# YOUR TASK:
Write out only the tail of the records, beginning at the line containing "like [606, 321]." and including the last line, exactly as written.

──────

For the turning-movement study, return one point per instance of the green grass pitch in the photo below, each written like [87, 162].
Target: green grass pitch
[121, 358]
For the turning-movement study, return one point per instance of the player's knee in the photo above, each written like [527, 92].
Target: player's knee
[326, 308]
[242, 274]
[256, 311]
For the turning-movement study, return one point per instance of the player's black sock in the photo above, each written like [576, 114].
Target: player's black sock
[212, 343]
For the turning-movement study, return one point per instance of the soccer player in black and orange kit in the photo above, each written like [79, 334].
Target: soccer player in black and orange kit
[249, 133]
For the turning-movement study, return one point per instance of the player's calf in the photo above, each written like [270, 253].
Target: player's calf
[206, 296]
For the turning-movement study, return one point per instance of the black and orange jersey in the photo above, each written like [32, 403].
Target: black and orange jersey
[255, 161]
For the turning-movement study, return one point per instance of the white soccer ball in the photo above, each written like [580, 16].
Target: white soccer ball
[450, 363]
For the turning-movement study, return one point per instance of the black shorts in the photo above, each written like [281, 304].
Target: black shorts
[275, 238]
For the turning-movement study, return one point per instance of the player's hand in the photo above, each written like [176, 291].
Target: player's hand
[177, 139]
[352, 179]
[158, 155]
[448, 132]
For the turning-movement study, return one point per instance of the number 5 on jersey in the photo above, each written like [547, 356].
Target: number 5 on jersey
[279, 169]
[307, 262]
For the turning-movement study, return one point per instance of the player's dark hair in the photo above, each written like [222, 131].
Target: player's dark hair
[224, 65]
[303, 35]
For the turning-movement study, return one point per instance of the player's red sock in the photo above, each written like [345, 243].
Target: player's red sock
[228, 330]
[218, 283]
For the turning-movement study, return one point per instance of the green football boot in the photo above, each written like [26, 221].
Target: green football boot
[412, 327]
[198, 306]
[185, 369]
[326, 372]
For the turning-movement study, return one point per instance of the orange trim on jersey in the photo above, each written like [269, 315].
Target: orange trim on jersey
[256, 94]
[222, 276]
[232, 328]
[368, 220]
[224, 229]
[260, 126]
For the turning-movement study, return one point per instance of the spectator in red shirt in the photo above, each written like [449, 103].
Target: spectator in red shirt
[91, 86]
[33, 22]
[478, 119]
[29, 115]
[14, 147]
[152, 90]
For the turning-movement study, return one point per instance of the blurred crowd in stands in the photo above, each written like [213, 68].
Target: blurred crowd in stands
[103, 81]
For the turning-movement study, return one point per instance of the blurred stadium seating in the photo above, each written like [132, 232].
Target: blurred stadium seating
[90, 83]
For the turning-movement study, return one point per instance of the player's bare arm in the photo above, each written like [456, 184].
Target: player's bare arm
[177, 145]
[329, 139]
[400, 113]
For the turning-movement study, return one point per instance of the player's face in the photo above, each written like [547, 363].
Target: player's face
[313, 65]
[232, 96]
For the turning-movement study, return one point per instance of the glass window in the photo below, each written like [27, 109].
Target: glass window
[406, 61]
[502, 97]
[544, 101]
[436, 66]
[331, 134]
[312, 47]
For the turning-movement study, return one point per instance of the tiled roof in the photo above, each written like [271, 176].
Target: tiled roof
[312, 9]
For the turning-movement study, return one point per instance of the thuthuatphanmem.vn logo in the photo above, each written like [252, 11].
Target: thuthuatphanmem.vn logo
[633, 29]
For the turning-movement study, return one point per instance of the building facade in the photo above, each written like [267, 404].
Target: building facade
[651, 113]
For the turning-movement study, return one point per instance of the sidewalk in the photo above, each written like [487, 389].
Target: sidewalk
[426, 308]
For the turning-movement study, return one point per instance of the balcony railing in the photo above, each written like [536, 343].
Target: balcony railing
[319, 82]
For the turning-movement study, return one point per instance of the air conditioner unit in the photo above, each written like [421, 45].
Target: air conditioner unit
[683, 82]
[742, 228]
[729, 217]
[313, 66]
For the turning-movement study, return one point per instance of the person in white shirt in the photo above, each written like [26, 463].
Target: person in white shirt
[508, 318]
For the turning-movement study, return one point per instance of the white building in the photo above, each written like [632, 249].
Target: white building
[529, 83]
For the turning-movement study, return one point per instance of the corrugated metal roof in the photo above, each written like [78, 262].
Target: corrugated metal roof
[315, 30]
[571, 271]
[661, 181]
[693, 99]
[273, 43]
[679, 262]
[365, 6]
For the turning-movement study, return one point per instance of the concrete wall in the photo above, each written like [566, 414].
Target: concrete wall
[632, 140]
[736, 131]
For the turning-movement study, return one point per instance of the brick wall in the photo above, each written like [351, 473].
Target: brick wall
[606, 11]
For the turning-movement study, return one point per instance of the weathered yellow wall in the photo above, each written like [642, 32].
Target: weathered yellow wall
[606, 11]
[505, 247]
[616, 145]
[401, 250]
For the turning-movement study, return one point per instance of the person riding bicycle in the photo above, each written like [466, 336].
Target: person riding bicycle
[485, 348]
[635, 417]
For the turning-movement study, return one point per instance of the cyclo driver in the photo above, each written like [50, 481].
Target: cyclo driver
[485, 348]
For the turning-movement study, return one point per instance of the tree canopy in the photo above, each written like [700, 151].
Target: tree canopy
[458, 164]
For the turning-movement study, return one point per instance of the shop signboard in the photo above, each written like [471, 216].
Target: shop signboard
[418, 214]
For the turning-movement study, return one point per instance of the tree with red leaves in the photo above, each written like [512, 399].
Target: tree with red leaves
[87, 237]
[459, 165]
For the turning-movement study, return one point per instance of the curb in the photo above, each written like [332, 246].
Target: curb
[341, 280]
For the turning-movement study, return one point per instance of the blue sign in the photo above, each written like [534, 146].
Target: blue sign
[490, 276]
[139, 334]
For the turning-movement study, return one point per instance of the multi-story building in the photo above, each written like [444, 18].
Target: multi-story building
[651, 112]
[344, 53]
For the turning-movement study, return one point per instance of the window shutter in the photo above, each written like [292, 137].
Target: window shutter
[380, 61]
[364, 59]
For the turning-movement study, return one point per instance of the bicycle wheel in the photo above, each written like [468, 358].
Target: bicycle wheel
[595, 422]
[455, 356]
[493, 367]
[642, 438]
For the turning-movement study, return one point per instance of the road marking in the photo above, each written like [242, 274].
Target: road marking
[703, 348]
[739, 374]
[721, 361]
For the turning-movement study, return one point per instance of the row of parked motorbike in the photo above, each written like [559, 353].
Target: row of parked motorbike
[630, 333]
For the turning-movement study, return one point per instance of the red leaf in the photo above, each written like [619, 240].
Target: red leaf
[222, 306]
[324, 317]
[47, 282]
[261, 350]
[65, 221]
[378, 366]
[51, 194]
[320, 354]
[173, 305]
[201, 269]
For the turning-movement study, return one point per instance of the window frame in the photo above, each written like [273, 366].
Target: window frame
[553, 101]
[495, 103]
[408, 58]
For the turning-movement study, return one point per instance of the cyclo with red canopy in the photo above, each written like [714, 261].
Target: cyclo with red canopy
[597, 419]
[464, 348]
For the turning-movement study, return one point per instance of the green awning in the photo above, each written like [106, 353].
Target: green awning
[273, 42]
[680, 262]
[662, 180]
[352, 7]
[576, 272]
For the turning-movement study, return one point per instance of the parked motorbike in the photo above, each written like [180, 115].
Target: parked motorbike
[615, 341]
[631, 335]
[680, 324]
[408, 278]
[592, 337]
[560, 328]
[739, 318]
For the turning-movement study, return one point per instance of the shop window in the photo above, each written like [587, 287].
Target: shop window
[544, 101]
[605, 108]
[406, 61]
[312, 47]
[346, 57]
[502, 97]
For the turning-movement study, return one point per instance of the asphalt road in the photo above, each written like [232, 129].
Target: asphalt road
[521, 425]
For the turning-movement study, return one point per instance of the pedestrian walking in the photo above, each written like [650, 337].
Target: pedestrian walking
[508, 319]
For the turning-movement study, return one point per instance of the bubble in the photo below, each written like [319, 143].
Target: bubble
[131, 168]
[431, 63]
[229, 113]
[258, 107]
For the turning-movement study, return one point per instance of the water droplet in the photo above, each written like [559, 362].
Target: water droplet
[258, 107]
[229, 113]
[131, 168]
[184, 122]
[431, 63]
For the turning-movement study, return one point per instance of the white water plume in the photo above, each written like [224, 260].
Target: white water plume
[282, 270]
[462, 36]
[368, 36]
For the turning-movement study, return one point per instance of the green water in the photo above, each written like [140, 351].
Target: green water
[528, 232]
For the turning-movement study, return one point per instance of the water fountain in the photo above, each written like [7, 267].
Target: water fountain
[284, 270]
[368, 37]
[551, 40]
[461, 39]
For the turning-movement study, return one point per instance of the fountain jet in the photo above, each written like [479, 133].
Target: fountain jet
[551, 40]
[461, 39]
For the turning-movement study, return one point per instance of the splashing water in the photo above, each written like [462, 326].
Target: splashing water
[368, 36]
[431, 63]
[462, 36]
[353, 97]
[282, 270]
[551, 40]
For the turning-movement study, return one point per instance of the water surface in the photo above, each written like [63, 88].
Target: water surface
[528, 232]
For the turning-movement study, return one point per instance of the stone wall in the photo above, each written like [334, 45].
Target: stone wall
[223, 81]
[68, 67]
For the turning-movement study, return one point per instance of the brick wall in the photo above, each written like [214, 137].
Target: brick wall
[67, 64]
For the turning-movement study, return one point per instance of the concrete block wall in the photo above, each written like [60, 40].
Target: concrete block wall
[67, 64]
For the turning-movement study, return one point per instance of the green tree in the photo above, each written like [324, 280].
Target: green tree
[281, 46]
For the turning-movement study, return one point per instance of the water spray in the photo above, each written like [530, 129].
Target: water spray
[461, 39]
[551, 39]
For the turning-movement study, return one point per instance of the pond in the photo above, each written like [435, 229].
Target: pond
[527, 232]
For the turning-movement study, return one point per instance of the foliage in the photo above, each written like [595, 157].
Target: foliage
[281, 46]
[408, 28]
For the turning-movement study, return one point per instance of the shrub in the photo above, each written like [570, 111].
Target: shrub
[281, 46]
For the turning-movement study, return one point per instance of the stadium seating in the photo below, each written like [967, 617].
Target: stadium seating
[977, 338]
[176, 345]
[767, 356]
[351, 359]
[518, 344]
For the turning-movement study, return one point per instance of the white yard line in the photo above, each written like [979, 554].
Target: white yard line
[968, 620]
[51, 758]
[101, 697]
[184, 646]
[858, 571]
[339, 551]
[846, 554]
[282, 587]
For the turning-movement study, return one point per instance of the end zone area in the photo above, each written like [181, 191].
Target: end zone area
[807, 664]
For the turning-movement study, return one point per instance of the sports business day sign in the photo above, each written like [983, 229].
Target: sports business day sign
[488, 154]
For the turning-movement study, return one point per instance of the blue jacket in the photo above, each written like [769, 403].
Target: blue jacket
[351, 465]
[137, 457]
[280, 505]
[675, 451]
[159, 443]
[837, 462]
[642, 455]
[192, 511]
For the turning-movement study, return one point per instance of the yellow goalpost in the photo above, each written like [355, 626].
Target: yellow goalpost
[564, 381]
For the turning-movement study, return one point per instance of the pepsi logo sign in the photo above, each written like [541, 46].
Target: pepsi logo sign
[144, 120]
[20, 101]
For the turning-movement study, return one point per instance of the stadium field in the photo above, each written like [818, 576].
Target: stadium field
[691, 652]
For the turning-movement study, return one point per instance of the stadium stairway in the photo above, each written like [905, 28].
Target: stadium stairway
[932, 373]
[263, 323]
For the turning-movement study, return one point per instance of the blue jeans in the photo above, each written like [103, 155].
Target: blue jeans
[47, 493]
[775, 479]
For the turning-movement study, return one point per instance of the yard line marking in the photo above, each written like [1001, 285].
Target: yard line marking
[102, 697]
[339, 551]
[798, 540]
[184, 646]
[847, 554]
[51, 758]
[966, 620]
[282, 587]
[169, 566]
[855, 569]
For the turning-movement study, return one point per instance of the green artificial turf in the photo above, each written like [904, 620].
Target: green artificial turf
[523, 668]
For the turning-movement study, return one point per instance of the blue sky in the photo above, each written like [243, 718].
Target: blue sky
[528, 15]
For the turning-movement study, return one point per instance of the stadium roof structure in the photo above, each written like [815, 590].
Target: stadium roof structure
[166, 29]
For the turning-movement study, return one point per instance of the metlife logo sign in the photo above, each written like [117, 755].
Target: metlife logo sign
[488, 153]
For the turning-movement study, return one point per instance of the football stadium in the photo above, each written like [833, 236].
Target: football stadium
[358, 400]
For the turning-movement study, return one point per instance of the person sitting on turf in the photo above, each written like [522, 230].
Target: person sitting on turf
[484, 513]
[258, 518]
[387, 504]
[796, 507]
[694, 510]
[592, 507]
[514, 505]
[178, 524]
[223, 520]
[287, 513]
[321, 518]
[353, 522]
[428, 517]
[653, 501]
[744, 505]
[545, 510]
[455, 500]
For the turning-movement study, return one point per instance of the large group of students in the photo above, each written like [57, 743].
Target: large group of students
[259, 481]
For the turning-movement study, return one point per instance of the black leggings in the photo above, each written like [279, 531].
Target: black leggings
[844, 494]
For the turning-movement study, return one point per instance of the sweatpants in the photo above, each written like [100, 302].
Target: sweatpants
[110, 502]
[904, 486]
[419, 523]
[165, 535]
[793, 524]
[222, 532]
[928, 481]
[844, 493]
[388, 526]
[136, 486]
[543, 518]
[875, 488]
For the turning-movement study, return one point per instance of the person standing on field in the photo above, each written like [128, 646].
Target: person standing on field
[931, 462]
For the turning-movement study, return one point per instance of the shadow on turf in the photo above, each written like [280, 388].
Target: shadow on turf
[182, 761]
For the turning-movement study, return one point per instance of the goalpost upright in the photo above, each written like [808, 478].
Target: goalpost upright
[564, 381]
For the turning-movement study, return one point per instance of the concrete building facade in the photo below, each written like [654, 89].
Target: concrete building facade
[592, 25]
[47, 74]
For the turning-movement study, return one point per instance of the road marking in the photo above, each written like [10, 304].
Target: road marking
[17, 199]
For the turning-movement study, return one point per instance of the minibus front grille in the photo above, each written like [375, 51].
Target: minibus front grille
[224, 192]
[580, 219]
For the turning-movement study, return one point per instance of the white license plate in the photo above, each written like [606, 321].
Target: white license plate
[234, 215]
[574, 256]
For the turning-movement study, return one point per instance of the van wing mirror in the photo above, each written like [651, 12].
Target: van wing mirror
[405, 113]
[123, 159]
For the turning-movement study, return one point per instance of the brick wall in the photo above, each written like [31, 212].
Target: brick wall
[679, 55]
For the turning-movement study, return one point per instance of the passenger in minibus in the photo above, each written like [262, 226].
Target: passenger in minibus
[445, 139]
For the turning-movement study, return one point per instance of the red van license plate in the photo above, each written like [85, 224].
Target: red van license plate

──────

# TASK RESPONSE:
For the turning-movement study, return one point per instance of the white license plate in the photo above, each written like [606, 321].
Target: white license plate
[234, 215]
[574, 256]
For the turning-movement study, return one point per instance of the van wing mirror in the photo above, each written like [651, 12].
Target: van wing mirror
[405, 113]
[123, 159]
For the turning-movement study, return one point per instance of the brick wall in the photo above, each written like [31, 212].
Target: brick wall
[679, 55]
For the turning-movement study, return one point per instance of the passenger in minibus in the photo above, each written like [262, 226].
Target: passenger in minibus
[445, 139]
For the turning-movement study, return one point per instance of the red van license plate in the photo above, each written like [85, 224].
Target: red van license plate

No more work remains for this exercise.